START Data to process

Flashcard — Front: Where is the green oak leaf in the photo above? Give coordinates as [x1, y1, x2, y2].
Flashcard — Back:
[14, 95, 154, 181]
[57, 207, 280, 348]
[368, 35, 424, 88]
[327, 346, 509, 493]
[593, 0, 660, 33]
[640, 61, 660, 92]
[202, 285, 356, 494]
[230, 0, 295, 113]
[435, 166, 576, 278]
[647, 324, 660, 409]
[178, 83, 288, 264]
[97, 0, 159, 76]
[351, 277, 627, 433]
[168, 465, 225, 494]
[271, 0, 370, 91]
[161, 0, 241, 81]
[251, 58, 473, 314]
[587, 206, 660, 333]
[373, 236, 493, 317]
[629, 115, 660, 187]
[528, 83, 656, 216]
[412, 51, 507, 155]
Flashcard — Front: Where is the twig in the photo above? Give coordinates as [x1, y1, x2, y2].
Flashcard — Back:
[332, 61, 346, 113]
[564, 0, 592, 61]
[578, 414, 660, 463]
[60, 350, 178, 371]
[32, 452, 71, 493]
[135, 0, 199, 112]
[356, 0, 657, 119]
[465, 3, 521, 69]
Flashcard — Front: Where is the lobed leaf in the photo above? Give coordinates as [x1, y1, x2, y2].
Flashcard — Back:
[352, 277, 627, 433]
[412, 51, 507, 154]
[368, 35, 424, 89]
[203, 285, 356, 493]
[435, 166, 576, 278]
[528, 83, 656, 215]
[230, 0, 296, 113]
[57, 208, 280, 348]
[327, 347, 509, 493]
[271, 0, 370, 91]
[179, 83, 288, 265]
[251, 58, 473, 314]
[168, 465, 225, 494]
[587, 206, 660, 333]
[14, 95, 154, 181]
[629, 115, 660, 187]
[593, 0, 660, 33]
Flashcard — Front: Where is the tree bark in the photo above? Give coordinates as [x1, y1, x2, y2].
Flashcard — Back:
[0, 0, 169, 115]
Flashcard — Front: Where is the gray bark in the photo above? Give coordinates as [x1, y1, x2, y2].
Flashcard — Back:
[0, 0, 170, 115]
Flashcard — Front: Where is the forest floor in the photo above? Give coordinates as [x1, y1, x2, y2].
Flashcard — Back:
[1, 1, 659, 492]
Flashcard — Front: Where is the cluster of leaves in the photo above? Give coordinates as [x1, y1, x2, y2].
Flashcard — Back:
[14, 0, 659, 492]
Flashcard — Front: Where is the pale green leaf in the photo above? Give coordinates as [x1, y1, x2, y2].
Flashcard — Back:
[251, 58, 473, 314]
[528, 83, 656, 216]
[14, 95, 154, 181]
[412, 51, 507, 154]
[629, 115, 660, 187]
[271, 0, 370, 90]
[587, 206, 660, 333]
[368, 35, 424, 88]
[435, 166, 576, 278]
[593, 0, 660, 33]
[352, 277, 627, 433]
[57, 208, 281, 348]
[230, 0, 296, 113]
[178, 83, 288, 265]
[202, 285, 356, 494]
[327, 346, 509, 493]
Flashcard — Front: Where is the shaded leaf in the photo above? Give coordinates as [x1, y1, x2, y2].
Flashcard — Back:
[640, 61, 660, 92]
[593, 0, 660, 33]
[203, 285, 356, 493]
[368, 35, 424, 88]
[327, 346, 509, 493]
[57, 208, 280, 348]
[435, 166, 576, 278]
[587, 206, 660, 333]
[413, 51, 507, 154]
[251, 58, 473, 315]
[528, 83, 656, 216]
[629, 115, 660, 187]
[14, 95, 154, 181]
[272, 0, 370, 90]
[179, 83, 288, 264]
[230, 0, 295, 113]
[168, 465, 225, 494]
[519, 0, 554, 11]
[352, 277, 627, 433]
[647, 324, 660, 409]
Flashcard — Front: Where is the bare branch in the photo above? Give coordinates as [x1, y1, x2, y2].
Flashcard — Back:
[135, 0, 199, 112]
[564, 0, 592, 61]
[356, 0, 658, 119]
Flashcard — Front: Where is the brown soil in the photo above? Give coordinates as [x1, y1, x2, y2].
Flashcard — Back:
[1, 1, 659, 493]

END Data to process

● Instructions for the task
Please output each entry above exactly, leaving nothing out.

● Solved problem
Flashcard — Front: Where is the green oak leaf in the photo above? Give coordinates as [x1, y1, x2, y2].
Flashcard — Back:
[14, 95, 154, 181]
[57, 207, 280, 348]
[368, 35, 424, 88]
[327, 346, 509, 493]
[593, 0, 660, 33]
[640, 61, 660, 92]
[202, 285, 356, 494]
[230, 0, 295, 113]
[435, 166, 576, 278]
[647, 324, 660, 409]
[178, 83, 288, 264]
[97, 0, 159, 76]
[351, 277, 627, 433]
[168, 465, 225, 494]
[271, 0, 370, 91]
[161, 0, 241, 81]
[251, 58, 473, 314]
[587, 206, 660, 333]
[373, 236, 493, 317]
[629, 115, 660, 187]
[528, 83, 656, 216]
[412, 51, 507, 155]
Flashcard — Front: Where is the twig in the photo above? Give coordinates as [x1, y1, x2, y2].
Flashcard — Back:
[332, 61, 346, 113]
[564, 0, 592, 61]
[578, 414, 660, 463]
[60, 350, 178, 371]
[32, 452, 71, 493]
[135, 0, 199, 112]
[356, 0, 657, 119]
[465, 3, 521, 69]
Flashcard — Front: Where is the lobed leaf in the photo above? Give coordinates as [x1, y1, x2, y2].
Flashcard — Back:
[352, 277, 627, 433]
[412, 51, 507, 154]
[368, 35, 424, 89]
[203, 285, 356, 493]
[435, 166, 576, 278]
[528, 83, 656, 215]
[230, 0, 296, 113]
[57, 208, 280, 348]
[327, 347, 509, 493]
[271, 0, 370, 91]
[179, 83, 288, 265]
[251, 58, 473, 314]
[168, 465, 225, 494]
[587, 206, 660, 333]
[14, 95, 154, 181]
[629, 115, 660, 187]
[593, 0, 660, 33]
Flashcard — Front: Where is the tree bark in the photo above? Give coordinates as [x1, y1, x2, y2].
Flashcard — Back:
[0, 0, 169, 115]
Flashcard — Front: Where is the gray bark in the photo above? Give coordinates as [x1, y1, x2, y2].
Flashcard — Back:
[0, 0, 170, 115]
Flashcard — Front: Where is the forest floor in the photo above? Give coordinates as [x1, y1, x2, y2].
Flashcard — Back:
[1, 1, 659, 492]
Flashcard — Front: Where is the cluster of leaves in the photo above? Give coordinates as [x1, y1, x2, y2].
Flashcard — Back:
[14, 0, 659, 492]
Flashcard — Front: Where is the pale green leaf in the photo above? Give coordinates as [x1, y1, x2, y2].
Flashcard — Back:
[251, 58, 473, 314]
[528, 83, 656, 216]
[14, 95, 154, 181]
[412, 51, 507, 154]
[629, 115, 660, 187]
[271, 0, 370, 90]
[587, 206, 660, 333]
[368, 35, 424, 88]
[435, 166, 576, 278]
[593, 0, 660, 33]
[352, 277, 627, 433]
[57, 208, 281, 348]
[230, 0, 296, 113]
[178, 83, 288, 265]
[202, 285, 356, 494]
[327, 346, 509, 493]
Flashcard — Front: Where is the shaded leaf in the photo above? Give coordinates as [x1, y1, x2, y2].
Flashcard — Back:
[640, 61, 660, 92]
[593, 0, 660, 33]
[203, 285, 356, 493]
[368, 35, 424, 88]
[327, 346, 509, 493]
[57, 208, 280, 348]
[435, 166, 576, 278]
[587, 206, 660, 333]
[413, 51, 507, 154]
[251, 58, 473, 315]
[528, 83, 656, 216]
[629, 115, 660, 187]
[14, 95, 154, 181]
[272, 0, 370, 90]
[179, 83, 288, 264]
[230, 0, 295, 113]
[168, 465, 225, 494]
[519, 0, 554, 11]
[352, 277, 627, 433]
[647, 324, 660, 409]
Flashcard — Front: Where is the bare branch in the photo above? Give coordinates as [x1, y1, x2, y2].
Flashcard — Back:
[135, 0, 199, 112]
[564, 0, 592, 61]
[356, 0, 658, 119]
Flashcard — Front: Where is the brown soil in the photo above? Give coordinates as [x1, y1, x2, y2].
Flashcard — Back:
[1, 1, 659, 493]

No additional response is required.